* _PASSAGE_

BARRE — Vermont’s lone congressman said it’s time for Congress to debate if the U.S. should go to war in Syria.


U.S. Rep. Peter Welch, D-Vt., said Monday that, in light of recent attacks by ISIS that claimed the lives of nearly 200 people in Beirut and Paris, Congress needs to discuss what role the United States should play in response.


“Congress has to debate an authorization to use military force,” Welch said. “We’ve been on the sidelines, and I’ve been advocating for a congressional debate to take place and I think this is going to intensify the urgency of Congress doing that.”


Welch asserted that any debate will be belated, given the fact the United States is already engaged in military action in Syria, a failed state seen by most as the home of the self-proclaimed Islamic State, or ISIS.


“The fact is, we have been engaged in what we can call a war,” Welch said. “We’ve been engaging in air strikes. We lost a soldier who was on a rescue mission in Syria in a combat fatality. Those are acts when you are involved in a war.”


Welch said he has supported President Barack Obama’s mostly hands-off policy toward Syria, noting the president is under pressure from some congressional Republicans to deploy what Welch called “another occupation-style force in the region in Iraq and Syria.”


“I disagree with that, largely because it won’t work, and we see what happens when the American military steps up and it’s our responsibility for dealing with historic problems that ultimately need to be solved in the Middle East, where the Sunni-Shiite divide continues unabated,” Welch said.


Instead, Welch said he would like to see the United States play a smaller, supporting role in a coalition led by countries in the Middle East.


“I think the U.S. should play a supporting role, and the supporting role needs to be part of a larger coalition, and we should have a discussion and debate about what the extent of that is,” Welch said. “When we don’t even have a debate on the authorization to use military force, Congress is putting itself on the sidelines when it has to be asserting the responsibility Congress has when there are hostilities.”

(Dataset rows)
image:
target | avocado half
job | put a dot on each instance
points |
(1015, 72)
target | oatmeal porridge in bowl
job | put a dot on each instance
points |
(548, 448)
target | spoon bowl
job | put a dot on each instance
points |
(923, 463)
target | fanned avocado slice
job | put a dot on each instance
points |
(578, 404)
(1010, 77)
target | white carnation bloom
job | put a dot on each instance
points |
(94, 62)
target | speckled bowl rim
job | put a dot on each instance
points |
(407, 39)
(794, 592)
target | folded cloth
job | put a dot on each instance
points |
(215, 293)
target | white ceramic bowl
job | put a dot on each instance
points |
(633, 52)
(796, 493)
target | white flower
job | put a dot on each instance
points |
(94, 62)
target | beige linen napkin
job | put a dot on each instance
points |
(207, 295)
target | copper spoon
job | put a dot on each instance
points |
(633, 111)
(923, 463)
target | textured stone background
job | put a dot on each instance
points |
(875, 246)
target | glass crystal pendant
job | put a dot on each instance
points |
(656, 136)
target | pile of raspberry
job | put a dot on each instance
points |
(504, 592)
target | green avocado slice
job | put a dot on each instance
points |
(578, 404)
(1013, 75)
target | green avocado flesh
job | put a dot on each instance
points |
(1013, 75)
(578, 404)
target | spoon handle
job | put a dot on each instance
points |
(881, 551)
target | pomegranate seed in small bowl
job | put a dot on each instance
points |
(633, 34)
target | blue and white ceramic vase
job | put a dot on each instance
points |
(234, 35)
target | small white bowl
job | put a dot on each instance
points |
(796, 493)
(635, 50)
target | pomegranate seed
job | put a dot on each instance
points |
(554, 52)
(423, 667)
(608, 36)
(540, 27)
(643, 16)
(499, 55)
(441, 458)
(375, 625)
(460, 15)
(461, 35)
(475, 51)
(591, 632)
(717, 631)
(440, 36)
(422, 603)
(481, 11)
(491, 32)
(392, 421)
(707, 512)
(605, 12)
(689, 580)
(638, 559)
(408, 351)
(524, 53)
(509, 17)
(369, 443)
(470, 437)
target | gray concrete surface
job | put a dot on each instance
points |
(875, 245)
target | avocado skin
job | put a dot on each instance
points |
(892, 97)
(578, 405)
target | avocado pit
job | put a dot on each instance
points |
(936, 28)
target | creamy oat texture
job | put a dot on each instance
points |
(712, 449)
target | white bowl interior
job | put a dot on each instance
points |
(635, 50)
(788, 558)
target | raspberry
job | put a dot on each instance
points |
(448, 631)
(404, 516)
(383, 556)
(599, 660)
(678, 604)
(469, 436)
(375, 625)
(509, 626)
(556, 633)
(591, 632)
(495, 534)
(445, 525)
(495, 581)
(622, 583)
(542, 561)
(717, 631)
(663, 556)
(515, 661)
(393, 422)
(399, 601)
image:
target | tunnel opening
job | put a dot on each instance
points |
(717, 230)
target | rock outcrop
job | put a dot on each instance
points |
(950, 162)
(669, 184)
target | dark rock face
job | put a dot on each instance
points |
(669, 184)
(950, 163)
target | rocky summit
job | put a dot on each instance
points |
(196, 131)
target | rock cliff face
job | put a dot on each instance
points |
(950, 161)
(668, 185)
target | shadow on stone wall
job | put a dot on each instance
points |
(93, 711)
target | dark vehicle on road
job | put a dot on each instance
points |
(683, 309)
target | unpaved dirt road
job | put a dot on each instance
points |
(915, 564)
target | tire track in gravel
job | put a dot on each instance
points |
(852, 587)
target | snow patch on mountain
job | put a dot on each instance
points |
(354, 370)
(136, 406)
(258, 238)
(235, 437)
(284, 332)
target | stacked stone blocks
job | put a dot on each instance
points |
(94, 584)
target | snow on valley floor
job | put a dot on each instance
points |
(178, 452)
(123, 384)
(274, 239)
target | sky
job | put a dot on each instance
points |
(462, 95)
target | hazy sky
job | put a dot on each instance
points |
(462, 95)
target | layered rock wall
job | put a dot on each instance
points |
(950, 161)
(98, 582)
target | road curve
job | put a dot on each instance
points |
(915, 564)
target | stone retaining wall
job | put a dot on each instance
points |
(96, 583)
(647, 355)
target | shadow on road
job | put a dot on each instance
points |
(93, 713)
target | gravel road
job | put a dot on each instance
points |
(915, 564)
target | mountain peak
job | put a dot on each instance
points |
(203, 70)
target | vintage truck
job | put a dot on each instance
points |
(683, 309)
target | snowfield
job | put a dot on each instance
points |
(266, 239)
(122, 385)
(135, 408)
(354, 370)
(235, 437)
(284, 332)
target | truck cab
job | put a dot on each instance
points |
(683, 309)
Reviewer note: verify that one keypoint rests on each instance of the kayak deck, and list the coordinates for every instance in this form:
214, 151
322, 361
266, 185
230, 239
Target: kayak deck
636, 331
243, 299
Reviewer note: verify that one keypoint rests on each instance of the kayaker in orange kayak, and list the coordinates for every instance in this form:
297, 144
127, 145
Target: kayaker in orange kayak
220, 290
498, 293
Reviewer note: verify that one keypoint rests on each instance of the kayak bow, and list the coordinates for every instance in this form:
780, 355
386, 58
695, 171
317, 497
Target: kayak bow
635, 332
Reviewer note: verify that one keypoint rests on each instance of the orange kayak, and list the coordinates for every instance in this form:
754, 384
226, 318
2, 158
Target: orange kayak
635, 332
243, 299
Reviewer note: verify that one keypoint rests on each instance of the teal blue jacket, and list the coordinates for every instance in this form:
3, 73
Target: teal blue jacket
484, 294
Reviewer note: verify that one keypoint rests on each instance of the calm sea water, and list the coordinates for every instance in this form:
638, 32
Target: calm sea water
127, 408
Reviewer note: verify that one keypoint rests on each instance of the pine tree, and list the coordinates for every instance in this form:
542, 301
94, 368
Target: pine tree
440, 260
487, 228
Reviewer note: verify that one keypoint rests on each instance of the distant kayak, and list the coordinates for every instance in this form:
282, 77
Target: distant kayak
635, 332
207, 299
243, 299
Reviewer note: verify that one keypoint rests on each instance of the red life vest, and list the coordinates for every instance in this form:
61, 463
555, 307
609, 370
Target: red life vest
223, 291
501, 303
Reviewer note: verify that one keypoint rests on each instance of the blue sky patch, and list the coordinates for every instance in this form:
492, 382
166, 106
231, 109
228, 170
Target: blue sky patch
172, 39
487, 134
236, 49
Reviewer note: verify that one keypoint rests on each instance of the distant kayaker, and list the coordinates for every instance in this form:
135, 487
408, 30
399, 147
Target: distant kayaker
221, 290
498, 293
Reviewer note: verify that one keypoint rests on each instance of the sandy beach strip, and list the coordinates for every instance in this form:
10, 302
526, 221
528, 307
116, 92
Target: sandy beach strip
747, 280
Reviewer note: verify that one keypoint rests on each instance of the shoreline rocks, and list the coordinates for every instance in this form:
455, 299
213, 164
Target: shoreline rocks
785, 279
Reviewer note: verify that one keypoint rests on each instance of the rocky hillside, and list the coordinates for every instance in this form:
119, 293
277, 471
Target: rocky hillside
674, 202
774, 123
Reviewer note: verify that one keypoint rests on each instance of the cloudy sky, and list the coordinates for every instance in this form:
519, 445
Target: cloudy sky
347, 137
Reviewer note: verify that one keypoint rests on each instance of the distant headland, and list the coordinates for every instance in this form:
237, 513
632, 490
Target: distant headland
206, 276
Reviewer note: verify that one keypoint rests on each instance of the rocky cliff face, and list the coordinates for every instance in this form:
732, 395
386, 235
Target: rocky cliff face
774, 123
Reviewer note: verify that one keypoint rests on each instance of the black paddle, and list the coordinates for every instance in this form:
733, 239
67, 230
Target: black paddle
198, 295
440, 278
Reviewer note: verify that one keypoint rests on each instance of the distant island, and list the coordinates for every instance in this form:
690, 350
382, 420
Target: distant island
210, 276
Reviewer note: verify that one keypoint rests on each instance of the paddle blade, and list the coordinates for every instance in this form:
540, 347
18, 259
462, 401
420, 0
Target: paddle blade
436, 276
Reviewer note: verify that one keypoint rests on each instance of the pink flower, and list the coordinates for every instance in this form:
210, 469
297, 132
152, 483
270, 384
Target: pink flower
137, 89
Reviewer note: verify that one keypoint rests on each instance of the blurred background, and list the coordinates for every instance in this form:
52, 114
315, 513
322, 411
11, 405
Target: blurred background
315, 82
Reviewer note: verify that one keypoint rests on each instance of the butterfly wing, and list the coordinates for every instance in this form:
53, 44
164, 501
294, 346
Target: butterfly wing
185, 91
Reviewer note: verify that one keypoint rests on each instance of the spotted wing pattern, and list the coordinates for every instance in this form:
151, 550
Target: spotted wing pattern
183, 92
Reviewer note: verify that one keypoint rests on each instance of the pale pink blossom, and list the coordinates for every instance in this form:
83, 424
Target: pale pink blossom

* _INSTRUCTIONS_
[a] Answer these questions using the news story about Welch:
(i) In which two cities did the ISIS attacks mentioned take place?
(ii) What kind of military action does Welch say the U.S. has been carrying out?
(iii) Who does Welch say should lead the coalition that the U.S. would support?
[b] Print the part of the news story that begins with the words "Welch said he has" and stops after the words "the Middle East.".
Answer from the news story alone.

* _SOLUTIONS TO THE PROBLEMS_
[a]
(i) Beirut and Paris
(ii) Air strikes
(iii) Countries in the Middle East

[b]
Welch said he has supported President Barack Obama’s mostly hands-off policy toward Syria, noting the president is under pressure from some congressional Republicans to deploy what Welch called “another occupation-style force in the region in Iraq and Syria.”


“I disagree with that, largely because it won’t work, and we see what happens when the American military steps up and it’s our responsibility for dealing with historic problems that ultimately need to be solved in the Middle East, where the Sunni-Shiite divide continues unabated,” Welch said.


Instead, Welch said he would like to see the United States play a smaller, supporting role in a coalition led by countries in the Middle East.